What the task asks: All of the data should be repeated exactly; pictures are not part of the copy.

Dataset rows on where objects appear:

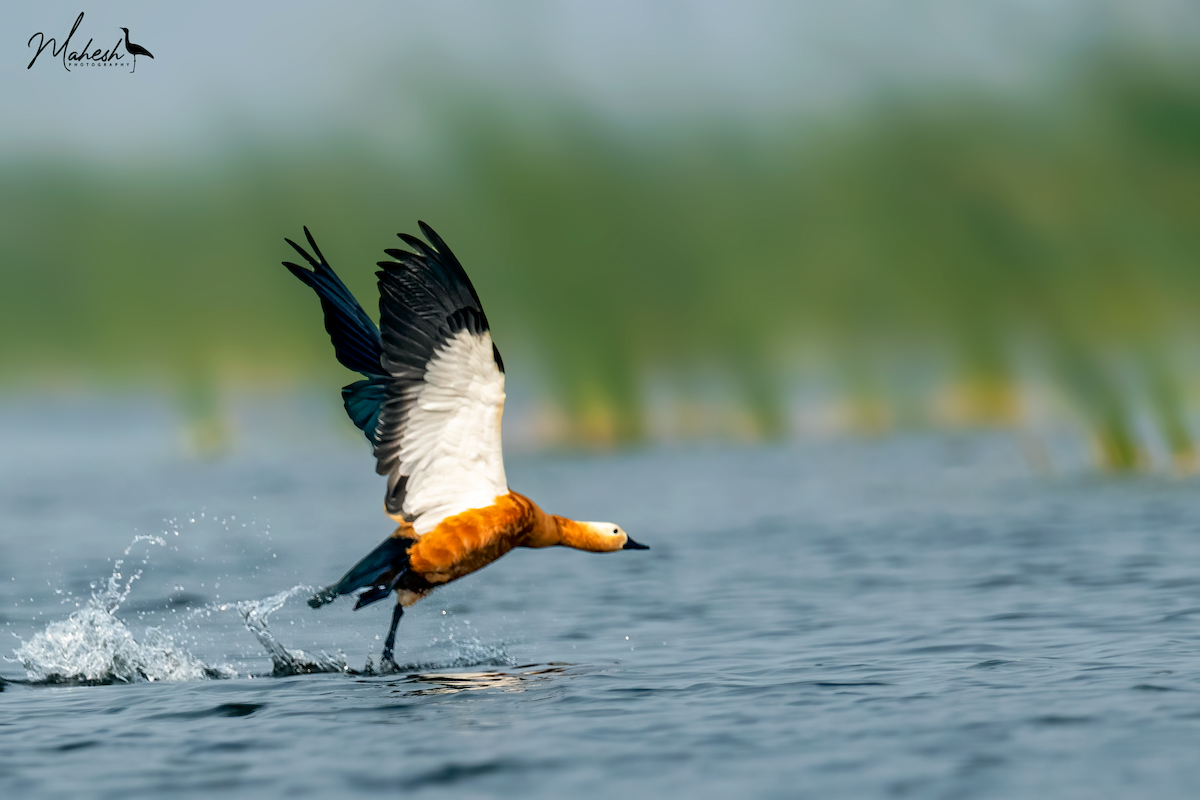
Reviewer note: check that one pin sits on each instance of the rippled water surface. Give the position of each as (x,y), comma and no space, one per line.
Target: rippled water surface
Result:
(918,617)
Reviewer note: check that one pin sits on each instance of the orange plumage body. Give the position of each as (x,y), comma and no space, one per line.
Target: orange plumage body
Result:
(431,403)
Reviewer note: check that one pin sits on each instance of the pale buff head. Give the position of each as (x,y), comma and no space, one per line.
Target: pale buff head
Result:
(592,536)
(613,537)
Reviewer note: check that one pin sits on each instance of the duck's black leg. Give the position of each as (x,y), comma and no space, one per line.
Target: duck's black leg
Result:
(389,644)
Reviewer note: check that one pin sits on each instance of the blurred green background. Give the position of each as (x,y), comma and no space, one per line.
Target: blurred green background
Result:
(750,222)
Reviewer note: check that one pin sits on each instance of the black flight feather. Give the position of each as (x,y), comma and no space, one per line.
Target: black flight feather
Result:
(425,300)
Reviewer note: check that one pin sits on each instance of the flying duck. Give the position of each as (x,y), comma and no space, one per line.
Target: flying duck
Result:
(430,402)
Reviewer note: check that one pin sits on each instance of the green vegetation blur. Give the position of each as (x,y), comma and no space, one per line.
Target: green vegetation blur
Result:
(923,262)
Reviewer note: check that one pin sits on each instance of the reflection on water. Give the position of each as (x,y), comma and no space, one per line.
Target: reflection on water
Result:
(910,618)
(468,681)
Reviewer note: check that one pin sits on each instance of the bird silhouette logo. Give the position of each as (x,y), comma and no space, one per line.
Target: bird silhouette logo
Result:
(85,55)
(135,50)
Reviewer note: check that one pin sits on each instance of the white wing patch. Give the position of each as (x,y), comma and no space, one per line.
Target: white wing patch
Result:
(450,449)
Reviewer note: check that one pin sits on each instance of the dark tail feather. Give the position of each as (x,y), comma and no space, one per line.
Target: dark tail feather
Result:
(355,337)
(379,570)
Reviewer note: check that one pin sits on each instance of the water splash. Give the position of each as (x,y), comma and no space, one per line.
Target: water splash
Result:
(93,647)
(283,661)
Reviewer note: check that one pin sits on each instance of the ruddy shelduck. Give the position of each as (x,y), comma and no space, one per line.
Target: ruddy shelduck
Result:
(430,403)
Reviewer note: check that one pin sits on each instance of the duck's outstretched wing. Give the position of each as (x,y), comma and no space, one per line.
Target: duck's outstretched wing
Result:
(438,431)
(433,390)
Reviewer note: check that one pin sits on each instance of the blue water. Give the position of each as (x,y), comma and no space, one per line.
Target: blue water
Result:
(919,617)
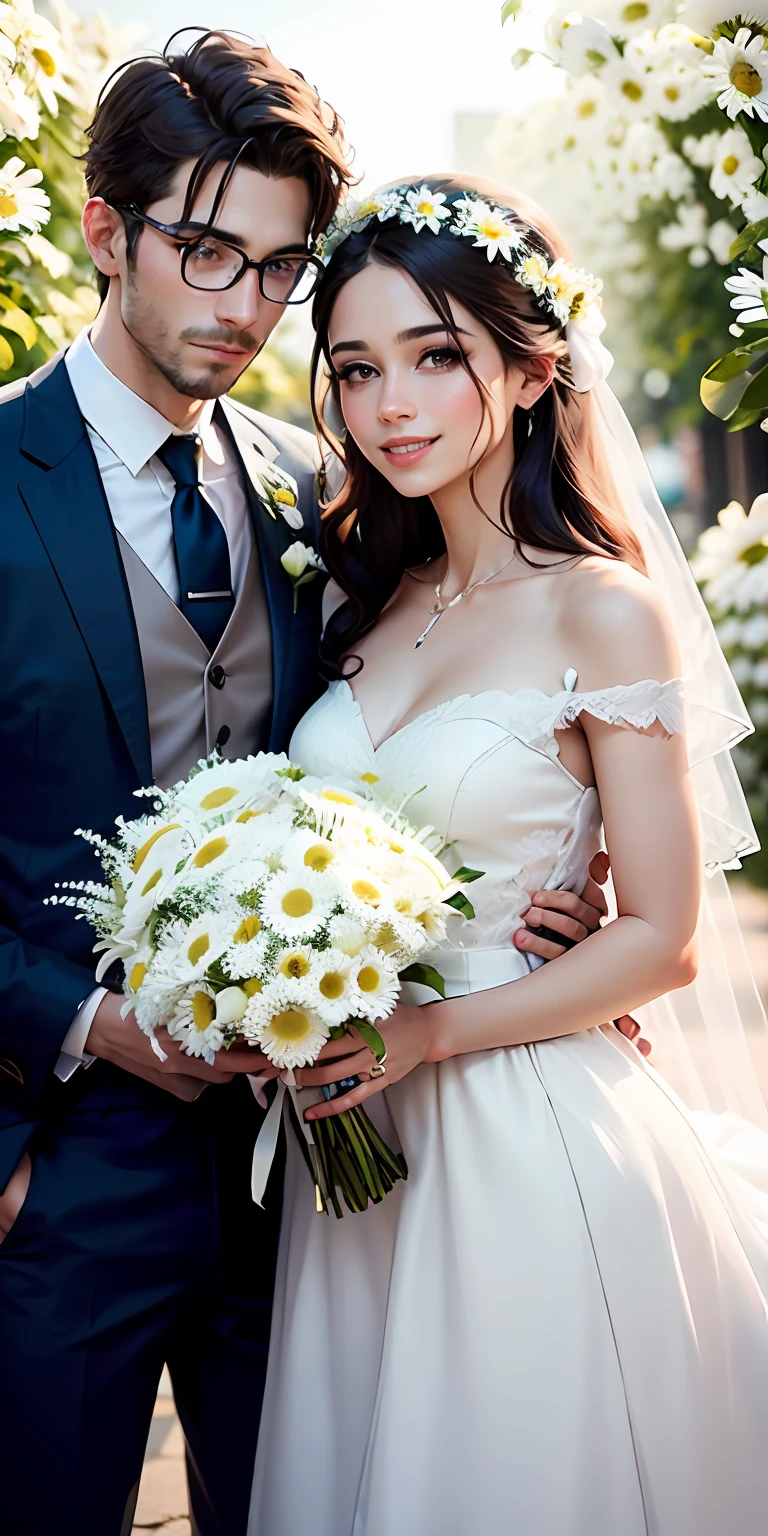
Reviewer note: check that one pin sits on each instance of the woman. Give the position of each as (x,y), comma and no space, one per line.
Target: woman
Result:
(553,1327)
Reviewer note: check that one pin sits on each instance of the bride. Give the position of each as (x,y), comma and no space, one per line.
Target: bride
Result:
(558,1326)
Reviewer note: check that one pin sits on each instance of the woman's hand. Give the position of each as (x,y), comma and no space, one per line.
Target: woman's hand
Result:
(409,1039)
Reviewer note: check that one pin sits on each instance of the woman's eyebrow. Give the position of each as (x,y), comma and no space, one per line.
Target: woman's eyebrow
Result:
(413,334)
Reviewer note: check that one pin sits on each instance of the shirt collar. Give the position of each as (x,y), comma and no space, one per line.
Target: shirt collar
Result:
(126,423)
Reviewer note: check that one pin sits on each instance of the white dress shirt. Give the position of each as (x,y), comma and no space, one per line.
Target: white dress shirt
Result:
(126,435)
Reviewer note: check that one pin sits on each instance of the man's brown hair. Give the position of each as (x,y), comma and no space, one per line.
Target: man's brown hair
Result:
(218,100)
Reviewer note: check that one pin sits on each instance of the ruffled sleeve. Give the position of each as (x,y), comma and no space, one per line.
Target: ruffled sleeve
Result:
(632,705)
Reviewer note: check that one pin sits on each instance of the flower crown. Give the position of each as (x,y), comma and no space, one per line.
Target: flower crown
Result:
(567,292)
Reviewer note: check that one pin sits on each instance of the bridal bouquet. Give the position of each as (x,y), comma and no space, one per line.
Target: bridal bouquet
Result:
(255,905)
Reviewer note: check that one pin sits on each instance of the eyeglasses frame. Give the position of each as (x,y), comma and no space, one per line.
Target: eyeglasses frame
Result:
(172,231)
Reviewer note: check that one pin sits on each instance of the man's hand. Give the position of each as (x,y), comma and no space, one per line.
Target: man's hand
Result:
(120,1042)
(14,1195)
(575,919)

Answer for this exercise:
Reviewer note: check that one pin sits on each instance of the rippled water surface. Give the position of each as (x,y), comma and no space, one per line.
Target: rippled water surface
Result:
(918,617)
Reviewer note: check that one pin sits on each instance of the orange plumage body. Give the position of each as (x,y), comma and no space, one per line.
Target: orange plumage body
Result:
(431,403)
Reviewer note: check that one pin sits on each instance of the pale buff head. Give the position of each as (x,y), comma and no space, one per line.
Target: pale buff head
Result:
(592,536)
(613,537)
Reviewer note: check that one pin sits on each instance of the duck's black leg. Give the position of each as (x,y), comma and no space, one per line.
Target: duck's black leg
Result:
(389,644)
Reviewer note: check that one pin sits on each instance of the blurred green background. Give the position of each as (x,y), comma and no space, one per line.
Target: blurred green background
Result:
(750,222)
Reviewer note: check that one pin sits on each instance of the black flight feather. Give the position of each as (x,y), comma and no space, one per line.
Target: black flight feather
Result:
(425,300)
Reviewer note: check that one pin sits on each instance of the flying duck. Give the position of each as (x,y), comma and no space, one per line.
Target: flying duck
Result:
(430,402)
Reviewer note: check that one pin sits on each instance of the green vegetation blur. Give the position of each as (x,y), comma and no space, one per line.
Target: green vegetation blur
Result:
(923,262)
Reviewer note: check that one pin sits on each instance of the reflection on water. Give the position of each as (x,y), comma and no space, one per line.
Target: reflection on water
Result:
(910,618)
(468,681)
Reviewer note: check that one pin sits on each instance of the bird silhouette logo. Give the position of each as (x,y), comma and no space, one per line.
Target: bird silhouette logo
Result:
(85,55)
(135,50)
Reviewer note: check that one pin sits on each instance of the white wing patch. Give the position of each as (x,y), comma and no space, one per line.
Target: white wing patch
Result:
(450,449)
Reviewer note: check that one pin sits on each instance of the dark tail feather. Give the position of each as (x,y), comma and no space, one per line.
Target: dark tail feather
Result:
(355,337)
(379,570)
Reviewer note: check that one pin sits on each instance of the water splash. Give the position of each as (x,y), comma and no space, one per line.
Target: water splash
Result:
(93,647)
(283,661)
Reviewer note: check that one pin sits on each instance of the ruddy shelduck. Give the position of each as (x,y), comma and no space, one per line.
Target: ruddy shelduck
Result:
(430,403)
Reviewer note: check that one pin sits on each instance of the duck's outstretched wing. Give the position of each as (x,y), comma and no space, one per line.
Target: duck's outstretched wing
Result:
(438,431)
(433,390)
Reviewer note: check that one pin sits on each instance of the blue water. Give the position of each as (x,y), comma and no space, one per line.
Target: blue water
Result:
(919,617)
Reviewer note: check that one pin sits on each instance of the woman. Give the position of each as (x,y), comma and no space, one per line.
Target: woman
Result:
(553,1327)
Reviewer note: check that one pin sits on each instance of the bride. Give the position of each as (x,y), comma and no space, one per line.
Target: bride
Result:
(558,1326)
Reviewer note: check that one pin sits on each instance of the woman's hand. Give the position of each as (x,y), comma and no space, one per line.
Target: woman's hand
Result:
(409,1039)
Reviewer note: check that one pin sits on each instance of the woman's eyebrow. Give the position of each as (x,y), comma and no space, one per line.
Target: woman's eyebrow
Result:
(413,334)
Reviewer note: check that one pin sits on each instance of the shirt collar. Give the position of each as (x,y), comma and no space, one per line.
Target: shirt collar
Result:
(126,423)
Reviewer note: check that one pin sits on each instance of the white dress shirt. Give the position of each as (x,y), comma and no space, one per line.
Target: white dress shirt
Result:
(126,435)
Reviewer note: check that one pin sits on each instance of the man's brown hair. Give the position of each as (x,y), comma and no space, one per line.
Target: man's brown hair
Result:
(218,100)
Reviewer note: check that one pin sits on each instance of the ruffled sleeve. Give the position of each as (x,y), comma and no space, one per line.
Target: ruffled sleeve
Result:
(632,705)
Reviewer note: check that one pin sits on each instance of the flower crown. Give the position of each as (x,y), comma and no space, one per line.
Target: flower crown
Result:
(567,292)
Reviewer note: check that one pin sits on each instance of the bridal bouquet. Give the position of each as (x,y), comma and no space, one per line.
Target: bridal bouquet
Result:
(255,905)
Reviewer note: check that one pin sits on each instance of the eyeglasses frame. Give the position of each as (x,y), comma and no space, one per line.
Target: eyeglasses frame
Result:
(172,231)
Reviewer note: check that one pin sits on each instance of the man's hand. Give the position of each as (x,y), comma and no space, one per line.
Target: man's hand
Result:
(120,1042)
(14,1195)
(575,919)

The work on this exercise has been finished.